begin Document section

Trust but Verify

There is a battle going on between the Federal Reserve and the market. It is over the outlook for the economy and the appropriate monetary policy.

The Federal Reserve position is clear. As it expected, the economy has slowed. However, as Chairman Bernanke said recently: “Outside housing and motor vehicle sectors, economic activity has, on balance, been expanding at a solid pace.” The Fed suggests that weakness in housing and autos is likely to be self-correcting and in any event unlikely to spill-over and undermine the overall economy.

Fed officials have consistently argued that the upside risks to inflation are greater than the downside risks to growth. It has maintained what is tantamount to a tightening bias since pausing in its tightening cycle near mid-year. Price pressures have not continued to accelerate but remain above levels that the Fed identifies as stability. The only dissent at the FOMC meetings has come from the hawks—Richmond Fed President Lacker—favoring a rate hike. No one has voted to cut rates.

The equity market participants would seem to agree with the Fed’s assessment of a soft-landing. Over the past month, the US S&P 500 rose 2.4%, easily outperforming European bourses, which outside of Spain, largely fell, and the Japan’s Nikkei, which posted a marginal loss.

And in the Other Corner
The debt and currency markets are less sanguine. Prices on various instruments seem to reflect the fear of a harder landing to the US economy.

Fed funds futures and the Eurodollar futures strip imply that the Federal Reserve is likely to cut its target rate in the spring. The yield curve—no matter how it is measured—has become more inverted—in the past a fairly consistent precursor of an economic downturn.

The dollar itself has slid over the past few weeks and has become the slide has become especially pronounced over the past week or so. On a trade weighted basis, it has declined by nearly 4% since the middle of October and over half that fall has been recorded since November 20. This change in the trade-weighted measure of the dollar is tantamount to some easing of monetary conditions. Economists may differ on the exact ratio, but the 4% decline in the dollar on a trade-weighted basis is roughly the equivalent of 25-40 bp of easing, if it is sustained. In effect then the market has eased policy for a Federal Reserve that is reluctant to do so.

It is as if the debt and currency markets are trying to give the Fed a wake-up call. They are saying the Fed historically has kept rates too low for too long and too high for too long. And the current Federal Reserve Board is the least experienced in modern history. Donald Kohn, the Vice Chairman has more experience than every one else on the board combined.

end Document section
begin Given records

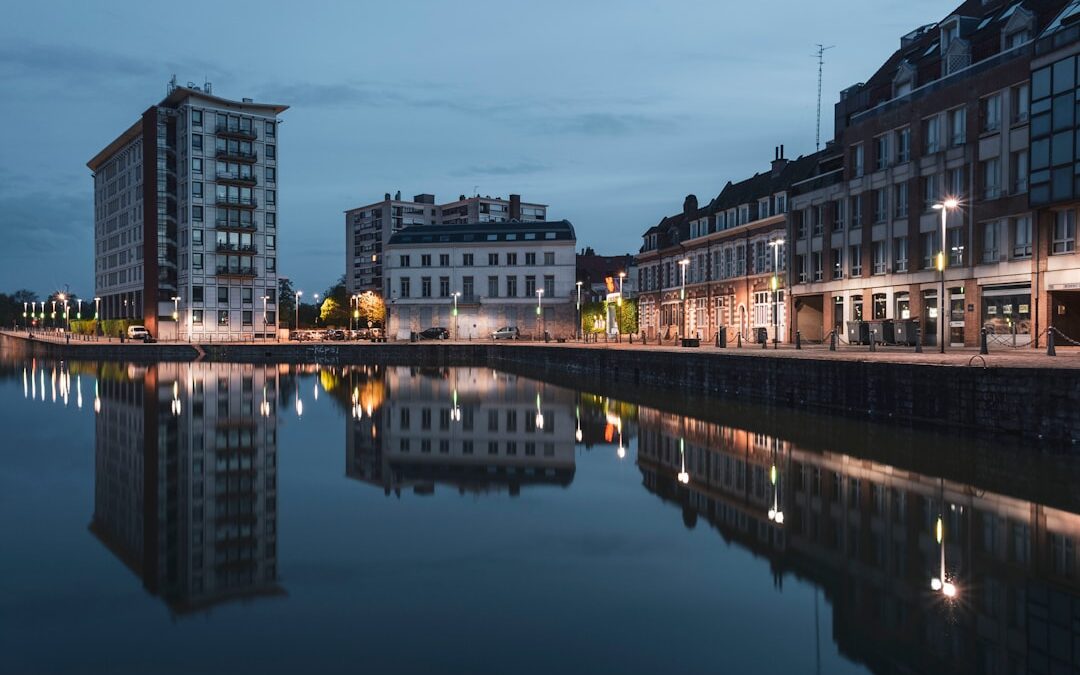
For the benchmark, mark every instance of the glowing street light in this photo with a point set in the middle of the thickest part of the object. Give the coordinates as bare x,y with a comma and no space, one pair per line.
949,204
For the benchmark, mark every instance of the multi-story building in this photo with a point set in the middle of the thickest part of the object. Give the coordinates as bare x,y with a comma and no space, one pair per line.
947,117
468,428
185,490
473,279
714,266
186,218
368,228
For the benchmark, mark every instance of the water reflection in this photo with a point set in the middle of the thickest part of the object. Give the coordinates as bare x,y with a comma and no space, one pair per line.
922,569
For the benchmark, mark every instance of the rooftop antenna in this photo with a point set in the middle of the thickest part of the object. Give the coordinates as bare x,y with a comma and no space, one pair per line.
821,63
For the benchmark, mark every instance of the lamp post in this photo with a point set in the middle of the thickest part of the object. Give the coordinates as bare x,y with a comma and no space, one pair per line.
944,206
777,243
540,311
579,310
455,313
682,296
296,324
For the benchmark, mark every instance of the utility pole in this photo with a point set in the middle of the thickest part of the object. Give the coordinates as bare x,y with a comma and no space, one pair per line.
821,65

end Given records

■ **Aim 1**: Reproduce the passage in the Federal Reserve commentary word for word, from "Fed funds futures" down to "an economic downturn.".
■ **Aim 2**: Quote the rows exactly, from the line containing "For the benchmark, mark every instance of the rooftop" down to the last of the rows, including both ends.
The Federal Reserve commentary and the rows are separate materials.

■ **Result 1**:
Fed funds futures and the Eurodollar futures strip imply that the Federal Reserve is likely to cut its target rate in the spring. The yield curve—no matter how it is measured—has become more inverted—in the past a fairly consistent precursor of an economic downturn.

■ **Result 2**:
For the benchmark, mark every instance of the rooftop antenna in this photo with a point set in the middle of the thickest part of the object. Give the coordinates as bare x,y with a comma and no space, one pair per line.
821,63
For the benchmark, mark every instance of the lamp post in this photo with a point set in the middle of the thickest part of the object. Give the coordinates as bare x,y with a comma and no space, one pair per line.
944,206
777,243
540,311
579,310
455,313
682,296
296,324
For the benchmark, mark every instance of the utility pole in this photo with a point set in the middle of the thickest part of the object. Give the coordinates as bare x,y with a comma and no space, one pair per line.
821,65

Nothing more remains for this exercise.